═════ Available records ═════

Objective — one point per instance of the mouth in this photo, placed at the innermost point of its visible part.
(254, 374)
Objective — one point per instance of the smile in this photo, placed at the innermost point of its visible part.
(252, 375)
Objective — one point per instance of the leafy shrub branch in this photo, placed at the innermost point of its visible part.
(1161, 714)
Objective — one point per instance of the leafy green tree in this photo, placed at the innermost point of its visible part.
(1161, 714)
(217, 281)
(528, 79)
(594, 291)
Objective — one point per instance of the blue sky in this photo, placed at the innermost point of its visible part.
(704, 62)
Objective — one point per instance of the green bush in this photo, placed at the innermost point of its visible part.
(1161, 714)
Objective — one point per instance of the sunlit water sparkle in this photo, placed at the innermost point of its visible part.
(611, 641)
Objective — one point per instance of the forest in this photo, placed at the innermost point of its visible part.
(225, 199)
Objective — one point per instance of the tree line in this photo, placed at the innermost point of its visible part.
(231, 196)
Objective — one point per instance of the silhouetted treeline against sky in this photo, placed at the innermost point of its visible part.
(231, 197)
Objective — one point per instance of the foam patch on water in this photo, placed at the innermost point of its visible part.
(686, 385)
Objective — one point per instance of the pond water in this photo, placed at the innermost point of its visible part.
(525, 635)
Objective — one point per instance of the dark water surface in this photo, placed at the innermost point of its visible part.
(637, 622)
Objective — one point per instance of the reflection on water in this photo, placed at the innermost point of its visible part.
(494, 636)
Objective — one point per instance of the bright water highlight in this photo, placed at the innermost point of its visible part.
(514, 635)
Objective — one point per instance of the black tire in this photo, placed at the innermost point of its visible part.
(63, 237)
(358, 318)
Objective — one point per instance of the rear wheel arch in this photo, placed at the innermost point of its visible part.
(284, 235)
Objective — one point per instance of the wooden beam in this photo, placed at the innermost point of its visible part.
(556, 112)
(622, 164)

═════

[What is expected] Please copy every row above back out word for word, from first to last.

[Finished answer]
Objective — one point per instance of the mouth in this photo, placed at the innermost point of its visible part.
(254, 374)
Objective — one point per instance of the smile in this photo, placed at the innermost point of its visible part.
(252, 375)
Objective — one point per instance of the leafy shrub branch in this photo, placed at the innermost point of its visible part.
(1161, 714)
Objective — one point per instance of the leafy green tree in this photo, placed at the innermost point of its visible part.
(1161, 714)
(217, 281)
(528, 79)
(594, 291)
Objective — one point per instance of the blue sky in this photo, placed at the innermost point of its visible part.
(704, 62)
Objective — one point per instance of the green bush in this photo, placed at the innermost point of its visible part.
(1161, 714)
Objective — one point per instance of the sunlit water sparkle in this photo, placed at the innermost point of its visible part.
(611, 641)
Objective — one point per instance of the forest in this photo, placed at the innermost point of its visible part.
(225, 199)
Objective — one point per instance of the tree line in this photo, placed at the innermost point of its visible part.
(231, 196)
Objective — one point per instance of the silhouetted treeline against sky in this photo, placed at the innermost point of its visible part.
(231, 197)
Objective — one point per instance of the foam patch on water in this photo, placed at the innermost point of its visible part.
(686, 385)
Objective — one point per instance of the pond water in this photo, placed at the innermost point of its visible part.
(525, 635)
Objective — one point per instance of the dark water surface in this photo, placed at the innermost point of its visible part.
(637, 622)
Objective — one point per instance of the reflection on water in this photo, placed at the innermost point of its visible part.
(494, 636)
Objective — one point per instance of the bright water highlight in this photo, placed at the innermost point of its visible part.
(514, 635)
Objective — one point per instance of the black tire in this photo, placed at the innermost point of its visible part.
(63, 237)
(358, 318)
Objective — one point per instance of the rear wheel arch in this photo, placed at the innermost point of its visible part.
(284, 235)
Objective — one point per instance of the wooden beam in this photo, placed at the innermost point of its visible part.
(556, 112)
(622, 164)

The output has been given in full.